··· FRAGMENTO PROPORCIONADO

En el fondo, el mundo actual es exactamente el que Marx, anticipándose de
forma genial como en una especie de relato de ciencia ficción hecho realidad,
anunció como desarrollo integral de las virtualidades irracionales, y en
realidad monstruosas, del capitalismo.
El capitalismo confía el destino de los pueblos a los apetitos financieros de
una minúscula oligarquía. En cierto sentido, se trata de un régimen de bandidos.
¿Cómo podemos aceptar que la ley del mundo esté regida por los voraces intereses
de una camarilla de herederos y de nuevos ricos? ¿No es razonable llamar
«bandidos» a quienes tienen como única norma el lucro, estando dispuestos, si es
necesario, a pisotear a millones de personas amparándose en dicha norma? El
hecho de que, en efecto, el destino de millones de personas dependa de los
cálculos de tales bandidos es hoy tan obvio, tan visible, que la aceptación de
esta «realidad», como dicen los plumíferos de los bandidos, es cada día más
asombrosa. El espectáculo de los Estados patéticamente desconcertados
porque una pequeña tropa anónima de evaluadores autoproclamados les ha puesto
una mala nota, como haría un profesor de economía a sus estudiantes, es al mismo
tiempo burlesco y muy preocupante. Por lo tanto, queridos electores,
habéis instalado en el poder a gente que tiembla por las noches, como
colegiales, al saber que por la mañanita los representantes del «mercado», es
decir los especuladores y los parásitos del mundo de la propiedad y del
patrimonio, les pueden haber puesto un AAB, en lugar de un AAA. ¿No resulta
bárbara esta influencia consensuada de los maestros oficiosos sobre nuestros
maestros oficiales, para quienes la única preocupación es conocer cuales son y
serán los beneficios de la lotería en la que juegan sus millones? Por no hablar
de que su angustioso sollozo se pagará con el cumplimiento de las órdenes de la
mafia que siempre consisten en algo como: «Privaticen todo. Supriman la ayuda a
los débiles, a los solitarios, a los enfermos, a los parados. Supriman toda
ayuda a todos menos a los bancos. No asistan a los pobres, dejen morir a los
viejos. Bajen el salario de los pobres y los impuestos a los ricos. Que todo el
mundo trabaje hasta los 90 años. Enseñen matemáticas solo a los
traders, a leer sólo a los grandes propietarios, historia sólo a los
ideólogos a nuestro servicio.» Y la ejecución de estas órdenes arruinará en la
práctica la vida de millones de personas.
Una
vez más, el pronóstico de Marx es confirmado, incluso superado, por la realidad.

······

**TAREA 1**
Pasa los registros a un CSV de dos columnas, enunciado y respuesta, con una fila por registro. Pon cada campo entre comillas y cambia los saltos de línea por espacios.

··· REGISTROS PROPORCIONADOS

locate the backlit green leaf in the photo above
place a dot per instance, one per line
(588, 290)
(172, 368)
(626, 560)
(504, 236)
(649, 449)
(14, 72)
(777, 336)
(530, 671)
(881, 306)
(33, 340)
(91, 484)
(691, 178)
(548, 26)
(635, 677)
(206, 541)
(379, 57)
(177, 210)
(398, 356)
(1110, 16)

······

**TAREA 2**
Continúa el fragmento sobre el capitalismo y el pronóstico de Marx a partir de donde termina.

**RESPUESTA FINAL 1**
enunciado,respuesta
"locate the backlit green leaf in the photo above place a dot per instance, one per line","(588, 290) (172, 368) (626, 560) (504, 236) (649, 449) (14, 72) (777, 336) (530, 671) (881, 306) (33, 340) (91, 484) (691, 178) (548, 26) (635, 677) (206, 541) (379, 57) (177, 210) (398, 356) (1110, 16)"

**RESPUESTA FINAL 2**
Marx calificó a los gobiernos de los años 1840-1850 de «fundamentos del poder
del Capital» lo que revela la clave del misterio: gobernantes y bandidos de las
finanzas pertenecen al mismo mundo. La fórmula «fundamentos del poder del
Capital» no ha sido exacta del todo hasta hoy, cuando no existe ya ninguna
diferencia a este respecto entre los gobiernos de derechas, Sarkozy o Merkel y
los de «izquierdas», Obama, Zapatero o Papandreou.
Por lo tanto estamos siendo testigos de un cumplimiento retrógrado de la
esencia del capitalismo, de un retorno al espíritu del año 1850 que ha llegado
tras la restauración de las ideas reaccionarias que siguieron a los «años
rojos» (1960-1980), del mismo modo que los años 1850 fueron posibles por la
Restauración contrarrevolucionaria de los años 1815-1840, tras las Gran
Revolución de 1792-1794.
Sin duda, Marx pensaba que la revolución proletaria, bajo la bandera del
comunismo, impediría este despliegue integral de horror que lúcidamente previó.
Para él estaba claro, comunismo o barbarie. Los formidables intentos para darle
la razón sobre este punto durante los dos primeros tercios del siglo XX hicieron
frenar considerablemente y desviar la lógica capitalista, especialmente tras la
Segunda Guerra Mundial. Desde hace aproximadamente treinta años, tras el
hundimiento de los Estados socialistas como figuras alternativas viables (el
caso de la URSS) o su subversión por un virulento capitalismo de Estado tras el
fracaso de un movimiento de masas explícitamente comunista (el caso de la china
de los años 1965-1968), hemos tenido el dudable privilegio de asistir por fin a
la verificación de todas las predicciones de Marx relativas a la esencia real
del capitalismo y de las sociedades regidas por él. Estamos metidos de lleno en
la barbarie y nos vamos a hundir en ella. Y es que esta es conforme hasta en el
más mínimo detalle con aquello que Marx esperaba que la fuerza del proletariado
organizado impidiese.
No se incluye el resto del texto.